» **Task**
Reproduce, word for word, the part of the records that starts with the line containing "spot in the scene depicted above." and continues through the end of the records.

» **Dataset excerpts**
<<<<

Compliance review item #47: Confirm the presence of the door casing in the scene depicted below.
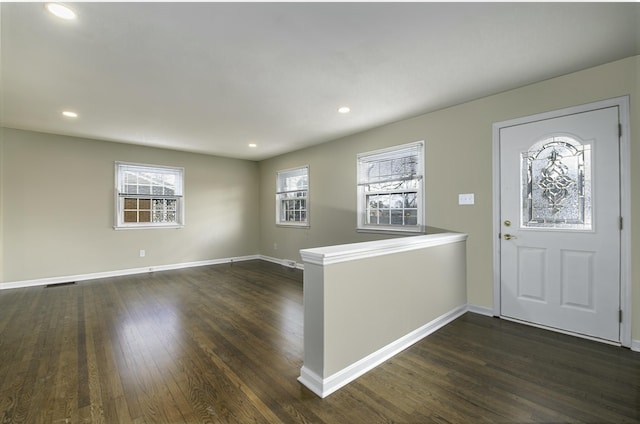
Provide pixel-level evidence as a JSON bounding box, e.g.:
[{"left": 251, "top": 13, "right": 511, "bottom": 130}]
[{"left": 492, "top": 96, "right": 632, "bottom": 347}]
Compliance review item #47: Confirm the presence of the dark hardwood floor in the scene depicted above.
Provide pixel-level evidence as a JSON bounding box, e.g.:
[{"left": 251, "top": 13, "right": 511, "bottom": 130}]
[{"left": 0, "top": 261, "right": 640, "bottom": 424}]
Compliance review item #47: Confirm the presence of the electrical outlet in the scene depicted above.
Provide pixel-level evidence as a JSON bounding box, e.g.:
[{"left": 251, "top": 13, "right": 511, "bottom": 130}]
[{"left": 458, "top": 193, "right": 475, "bottom": 205}]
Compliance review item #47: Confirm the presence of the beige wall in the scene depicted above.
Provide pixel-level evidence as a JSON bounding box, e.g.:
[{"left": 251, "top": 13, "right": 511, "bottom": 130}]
[
  {"left": 260, "top": 57, "right": 640, "bottom": 340},
  {"left": 0, "top": 129, "right": 259, "bottom": 283},
  {"left": 303, "top": 241, "right": 467, "bottom": 379}
]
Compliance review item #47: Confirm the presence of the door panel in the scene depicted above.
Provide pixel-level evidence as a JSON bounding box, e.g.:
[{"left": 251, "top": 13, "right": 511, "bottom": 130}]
[{"left": 499, "top": 106, "right": 620, "bottom": 341}]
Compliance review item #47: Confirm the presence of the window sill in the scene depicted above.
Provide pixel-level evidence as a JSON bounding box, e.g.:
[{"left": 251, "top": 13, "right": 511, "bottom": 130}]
[
  {"left": 113, "top": 225, "right": 184, "bottom": 231},
  {"left": 276, "top": 223, "right": 311, "bottom": 230},
  {"left": 356, "top": 227, "right": 427, "bottom": 236}
]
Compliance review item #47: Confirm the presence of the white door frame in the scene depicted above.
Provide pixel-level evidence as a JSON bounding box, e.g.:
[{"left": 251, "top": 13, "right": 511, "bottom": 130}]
[{"left": 492, "top": 96, "right": 632, "bottom": 347}]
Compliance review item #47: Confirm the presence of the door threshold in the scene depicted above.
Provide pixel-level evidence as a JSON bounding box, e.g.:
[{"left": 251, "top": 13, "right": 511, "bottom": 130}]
[{"left": 499, "top": 315, "right": 622, "bottom": 347}]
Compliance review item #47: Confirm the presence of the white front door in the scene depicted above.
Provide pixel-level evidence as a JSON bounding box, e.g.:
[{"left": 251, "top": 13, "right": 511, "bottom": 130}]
[{"left": 499, "top": 107, "right": 621, "bottom": 342}]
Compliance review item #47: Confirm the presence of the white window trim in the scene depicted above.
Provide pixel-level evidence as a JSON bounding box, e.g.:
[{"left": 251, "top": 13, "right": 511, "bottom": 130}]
[
  {"left": 276, "top": 165, "right": 311, "bottom": 228},
  {"left": 113, "top": 161, "right": 185, "bottom": 230},
  {"left": 356, "top": 140, "right": 426, "bottom": 235}
]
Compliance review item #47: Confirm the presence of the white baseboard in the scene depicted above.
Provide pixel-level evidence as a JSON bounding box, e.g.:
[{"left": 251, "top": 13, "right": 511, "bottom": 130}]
[
  {"left": 467, "top": 304, "right": 493, "bottom": 317},
  {"left": 0, "top": 255, "right": 262, "bottom": 290},
  {"left": 258, "top": 255, "right": 304, "bottom": 270},
  {"left": 298, "top": 305, "right": 468, "bottom": 398}
]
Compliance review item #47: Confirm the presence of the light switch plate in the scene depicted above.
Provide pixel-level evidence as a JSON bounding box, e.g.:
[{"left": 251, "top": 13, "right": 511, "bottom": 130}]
[{"left": 458, "top": 193, "right": 475, "bottom": 205}]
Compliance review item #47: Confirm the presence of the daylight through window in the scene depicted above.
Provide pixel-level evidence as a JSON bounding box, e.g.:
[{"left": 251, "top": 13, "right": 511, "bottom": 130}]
[
  {"left": 358, "top": 142, "right": 424, "bottom": 232},
  {"left": 115, "top": 162, "right": 184, "bottom": 229},
  {"left": 276, "top": 166, "right": 309, "bottom": 227}
]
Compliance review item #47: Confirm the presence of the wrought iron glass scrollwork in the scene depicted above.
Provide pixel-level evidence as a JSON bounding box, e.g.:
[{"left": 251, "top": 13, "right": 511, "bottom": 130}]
[{"left": 521, "top": 136, "right": 592, "bottom": 231}]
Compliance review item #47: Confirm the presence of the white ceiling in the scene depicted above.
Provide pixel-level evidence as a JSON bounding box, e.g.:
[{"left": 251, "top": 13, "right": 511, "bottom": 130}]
[{"left": 0, "top": 3, "right": 640, "bottom": 160}]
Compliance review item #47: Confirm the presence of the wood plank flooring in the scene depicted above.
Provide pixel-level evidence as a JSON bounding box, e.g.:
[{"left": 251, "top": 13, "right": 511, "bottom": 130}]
[{"left": 0, "top": 261, "right": 640, "bottom": 424}]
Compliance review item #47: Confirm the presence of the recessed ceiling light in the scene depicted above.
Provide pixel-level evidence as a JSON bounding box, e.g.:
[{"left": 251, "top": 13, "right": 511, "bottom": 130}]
[{"left": 45, "top": 3, "right": 76, "bottom": 20}]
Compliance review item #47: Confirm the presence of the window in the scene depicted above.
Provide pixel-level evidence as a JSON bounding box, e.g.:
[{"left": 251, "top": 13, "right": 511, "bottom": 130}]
[
  {"left": 276, "top": 166, "right": 309, "bottom": 227},
  {"left": 358, "top": 141, "right": 424, "bottom": 232},
  {"left": 115, "top": 162, "right": 184, "bottom": 229}
]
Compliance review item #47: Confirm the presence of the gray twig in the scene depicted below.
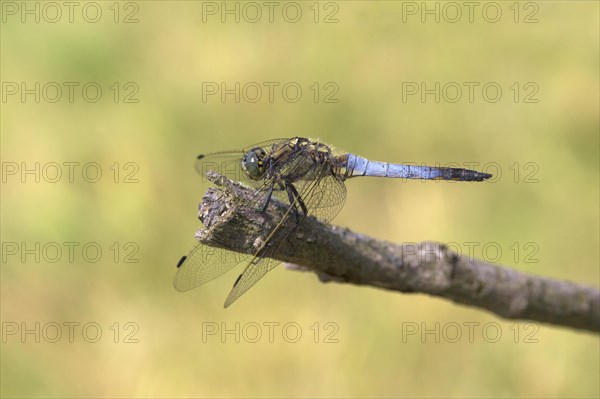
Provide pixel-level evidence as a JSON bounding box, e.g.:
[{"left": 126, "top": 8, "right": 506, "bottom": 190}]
[{"left": 197, "top": 172, "right": 600, "bottom": 332}]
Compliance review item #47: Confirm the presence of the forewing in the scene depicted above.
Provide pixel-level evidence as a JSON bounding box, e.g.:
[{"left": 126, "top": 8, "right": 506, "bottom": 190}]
[
  {"left": 225, "top": 158, "right": 346, "bottom": 307},
  {"left": 173, "top": 243, "right": 252, "bottom": 291},
  {"left": 196, "top": 139, "right": 288, "bottom": 188}
]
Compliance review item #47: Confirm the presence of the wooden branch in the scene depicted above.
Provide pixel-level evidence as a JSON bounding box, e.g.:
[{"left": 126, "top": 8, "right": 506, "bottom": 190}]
[{"left": 196, "top": 172, "right": 600, "bottom": 332}]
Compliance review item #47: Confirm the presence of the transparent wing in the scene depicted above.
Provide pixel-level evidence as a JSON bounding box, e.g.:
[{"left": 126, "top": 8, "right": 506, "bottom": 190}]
[
  {"left": 173, "top": 243, "right": 252, "bottom": 292},
  {"left": 225, "top": 159, "right": 346, "bottom": 307},
  {"left": 196, "top": 139, "right": 289, "bottom": 187}
]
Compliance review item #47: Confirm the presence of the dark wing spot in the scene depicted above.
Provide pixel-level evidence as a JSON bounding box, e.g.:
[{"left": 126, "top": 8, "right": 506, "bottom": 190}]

>>>>

» **The response**
Compliance review item #47: Confirm the presence of the dark wing spot in the scene depicted above.
Provide pixel-level evidence as a JSON bounding box, e.g.:
[{"left": 126, "top": 8, "right": 506, "bottom": 190}]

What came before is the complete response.